* [Instructions to follow]
In the listing below, locate the lines that hold "playground" and copy them.

* [Records shown]

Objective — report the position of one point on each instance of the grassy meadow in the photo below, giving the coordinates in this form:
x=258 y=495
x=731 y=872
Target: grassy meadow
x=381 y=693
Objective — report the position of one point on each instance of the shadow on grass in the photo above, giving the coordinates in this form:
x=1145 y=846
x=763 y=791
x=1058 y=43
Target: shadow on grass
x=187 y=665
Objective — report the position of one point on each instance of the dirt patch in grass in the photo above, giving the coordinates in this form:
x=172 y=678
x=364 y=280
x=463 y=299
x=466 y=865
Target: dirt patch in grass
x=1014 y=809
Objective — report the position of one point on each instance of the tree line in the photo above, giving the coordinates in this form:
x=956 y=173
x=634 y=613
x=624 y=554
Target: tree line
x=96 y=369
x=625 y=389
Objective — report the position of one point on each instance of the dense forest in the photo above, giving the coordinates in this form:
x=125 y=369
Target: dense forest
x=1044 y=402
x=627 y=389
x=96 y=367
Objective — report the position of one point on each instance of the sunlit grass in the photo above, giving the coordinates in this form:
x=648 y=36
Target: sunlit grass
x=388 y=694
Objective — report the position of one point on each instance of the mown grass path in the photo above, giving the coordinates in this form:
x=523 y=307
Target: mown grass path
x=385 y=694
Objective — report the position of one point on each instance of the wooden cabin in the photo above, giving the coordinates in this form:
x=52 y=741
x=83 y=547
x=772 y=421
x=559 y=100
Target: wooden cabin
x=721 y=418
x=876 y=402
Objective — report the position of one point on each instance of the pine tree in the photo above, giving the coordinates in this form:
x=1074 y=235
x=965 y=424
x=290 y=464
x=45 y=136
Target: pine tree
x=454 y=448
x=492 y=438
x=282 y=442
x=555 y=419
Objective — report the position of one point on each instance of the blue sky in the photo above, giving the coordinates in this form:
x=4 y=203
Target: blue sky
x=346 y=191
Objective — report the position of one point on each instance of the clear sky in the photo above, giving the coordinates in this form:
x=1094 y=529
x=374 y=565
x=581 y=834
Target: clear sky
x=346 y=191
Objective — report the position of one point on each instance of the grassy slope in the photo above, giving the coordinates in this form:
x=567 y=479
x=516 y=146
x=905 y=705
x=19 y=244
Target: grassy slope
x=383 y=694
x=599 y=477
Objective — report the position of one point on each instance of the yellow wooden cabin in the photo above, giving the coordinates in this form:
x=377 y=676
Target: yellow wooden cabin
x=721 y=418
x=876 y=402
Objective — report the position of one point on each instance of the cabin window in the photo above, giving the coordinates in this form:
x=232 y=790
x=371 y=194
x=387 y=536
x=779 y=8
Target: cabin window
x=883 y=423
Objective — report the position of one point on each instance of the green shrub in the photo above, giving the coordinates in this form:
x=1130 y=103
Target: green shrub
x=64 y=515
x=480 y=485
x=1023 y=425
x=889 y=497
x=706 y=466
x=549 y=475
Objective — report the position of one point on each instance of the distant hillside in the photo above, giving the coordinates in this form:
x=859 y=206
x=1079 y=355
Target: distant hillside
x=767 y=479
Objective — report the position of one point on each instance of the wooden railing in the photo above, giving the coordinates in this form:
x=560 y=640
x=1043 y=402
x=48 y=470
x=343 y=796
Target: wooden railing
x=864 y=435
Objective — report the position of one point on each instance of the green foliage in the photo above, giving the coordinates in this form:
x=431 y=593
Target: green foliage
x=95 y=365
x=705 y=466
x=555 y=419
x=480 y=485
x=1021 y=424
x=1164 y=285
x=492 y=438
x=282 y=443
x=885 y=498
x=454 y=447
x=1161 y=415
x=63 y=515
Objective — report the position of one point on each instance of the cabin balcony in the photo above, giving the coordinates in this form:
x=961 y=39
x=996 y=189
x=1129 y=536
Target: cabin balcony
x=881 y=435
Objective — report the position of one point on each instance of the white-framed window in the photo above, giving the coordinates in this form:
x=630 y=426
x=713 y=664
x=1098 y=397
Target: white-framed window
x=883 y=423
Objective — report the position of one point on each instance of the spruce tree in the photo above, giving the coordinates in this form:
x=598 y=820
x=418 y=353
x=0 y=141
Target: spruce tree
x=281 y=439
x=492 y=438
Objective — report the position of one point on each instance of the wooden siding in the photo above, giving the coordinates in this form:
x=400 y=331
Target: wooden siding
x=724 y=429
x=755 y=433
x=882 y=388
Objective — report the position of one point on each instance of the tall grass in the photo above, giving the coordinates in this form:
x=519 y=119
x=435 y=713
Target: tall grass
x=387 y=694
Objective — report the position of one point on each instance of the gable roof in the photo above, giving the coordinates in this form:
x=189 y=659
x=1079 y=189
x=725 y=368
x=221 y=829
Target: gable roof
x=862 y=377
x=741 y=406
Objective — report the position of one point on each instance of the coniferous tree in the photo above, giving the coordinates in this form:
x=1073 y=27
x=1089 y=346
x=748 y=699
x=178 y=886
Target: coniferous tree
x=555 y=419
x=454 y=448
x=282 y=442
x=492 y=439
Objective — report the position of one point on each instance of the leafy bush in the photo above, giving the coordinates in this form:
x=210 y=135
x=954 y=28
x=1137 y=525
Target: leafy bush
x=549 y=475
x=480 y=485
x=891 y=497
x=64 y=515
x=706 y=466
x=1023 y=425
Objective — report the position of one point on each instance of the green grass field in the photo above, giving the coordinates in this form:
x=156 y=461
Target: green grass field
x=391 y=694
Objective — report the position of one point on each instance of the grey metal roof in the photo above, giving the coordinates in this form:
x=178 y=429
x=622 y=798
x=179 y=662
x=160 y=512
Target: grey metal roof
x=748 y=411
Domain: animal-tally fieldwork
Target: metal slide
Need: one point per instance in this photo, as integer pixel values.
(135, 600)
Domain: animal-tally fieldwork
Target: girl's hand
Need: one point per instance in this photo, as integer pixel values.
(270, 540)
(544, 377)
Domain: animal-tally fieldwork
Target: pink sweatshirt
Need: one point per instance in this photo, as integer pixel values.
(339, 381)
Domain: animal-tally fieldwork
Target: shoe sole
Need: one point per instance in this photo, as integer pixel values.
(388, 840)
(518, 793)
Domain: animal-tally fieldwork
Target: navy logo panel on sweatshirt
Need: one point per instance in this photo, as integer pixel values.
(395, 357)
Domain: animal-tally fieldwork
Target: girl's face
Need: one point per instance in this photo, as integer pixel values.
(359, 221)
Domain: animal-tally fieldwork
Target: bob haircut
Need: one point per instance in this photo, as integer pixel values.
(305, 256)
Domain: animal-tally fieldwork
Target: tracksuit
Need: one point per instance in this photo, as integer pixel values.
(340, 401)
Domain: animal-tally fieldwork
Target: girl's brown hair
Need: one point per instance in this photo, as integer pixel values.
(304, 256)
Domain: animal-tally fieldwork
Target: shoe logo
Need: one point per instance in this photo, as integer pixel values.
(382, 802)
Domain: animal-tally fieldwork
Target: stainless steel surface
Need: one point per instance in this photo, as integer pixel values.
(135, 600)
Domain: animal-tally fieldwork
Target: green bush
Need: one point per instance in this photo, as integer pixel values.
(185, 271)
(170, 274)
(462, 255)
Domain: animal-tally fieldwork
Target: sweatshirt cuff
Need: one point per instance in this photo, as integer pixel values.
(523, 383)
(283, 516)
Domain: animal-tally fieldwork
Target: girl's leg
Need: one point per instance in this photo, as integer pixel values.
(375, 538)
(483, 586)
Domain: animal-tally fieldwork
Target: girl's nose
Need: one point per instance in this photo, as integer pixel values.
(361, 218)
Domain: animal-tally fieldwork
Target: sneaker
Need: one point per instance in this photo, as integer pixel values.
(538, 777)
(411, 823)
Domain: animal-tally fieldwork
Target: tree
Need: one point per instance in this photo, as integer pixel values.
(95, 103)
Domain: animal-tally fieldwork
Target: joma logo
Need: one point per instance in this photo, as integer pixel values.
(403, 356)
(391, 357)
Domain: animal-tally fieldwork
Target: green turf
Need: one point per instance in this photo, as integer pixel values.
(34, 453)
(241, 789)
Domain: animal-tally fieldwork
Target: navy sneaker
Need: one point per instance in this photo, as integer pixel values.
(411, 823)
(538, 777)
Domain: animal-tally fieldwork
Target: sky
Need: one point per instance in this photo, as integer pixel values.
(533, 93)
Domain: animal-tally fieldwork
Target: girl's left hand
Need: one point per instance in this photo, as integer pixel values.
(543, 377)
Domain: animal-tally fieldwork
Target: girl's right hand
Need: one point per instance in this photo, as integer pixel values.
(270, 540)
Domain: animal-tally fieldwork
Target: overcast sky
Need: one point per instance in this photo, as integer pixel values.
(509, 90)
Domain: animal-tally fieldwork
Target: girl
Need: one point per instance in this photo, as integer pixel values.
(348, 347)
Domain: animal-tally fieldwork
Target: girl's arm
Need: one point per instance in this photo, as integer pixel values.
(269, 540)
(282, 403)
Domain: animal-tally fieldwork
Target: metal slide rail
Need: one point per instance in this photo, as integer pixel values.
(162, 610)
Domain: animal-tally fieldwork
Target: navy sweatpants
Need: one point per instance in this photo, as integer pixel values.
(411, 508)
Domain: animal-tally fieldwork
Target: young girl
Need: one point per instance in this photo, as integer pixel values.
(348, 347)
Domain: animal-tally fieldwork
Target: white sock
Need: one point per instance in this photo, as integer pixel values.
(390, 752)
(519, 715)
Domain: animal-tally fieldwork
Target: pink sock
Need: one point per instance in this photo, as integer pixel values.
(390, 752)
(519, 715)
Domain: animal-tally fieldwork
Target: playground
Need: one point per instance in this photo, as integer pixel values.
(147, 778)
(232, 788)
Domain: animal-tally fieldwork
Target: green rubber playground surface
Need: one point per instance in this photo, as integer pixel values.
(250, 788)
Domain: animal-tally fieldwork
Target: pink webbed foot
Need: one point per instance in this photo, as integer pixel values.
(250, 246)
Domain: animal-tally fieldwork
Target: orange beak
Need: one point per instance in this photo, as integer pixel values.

* [Answer section]
Target: playground
Target: green rubber playground surface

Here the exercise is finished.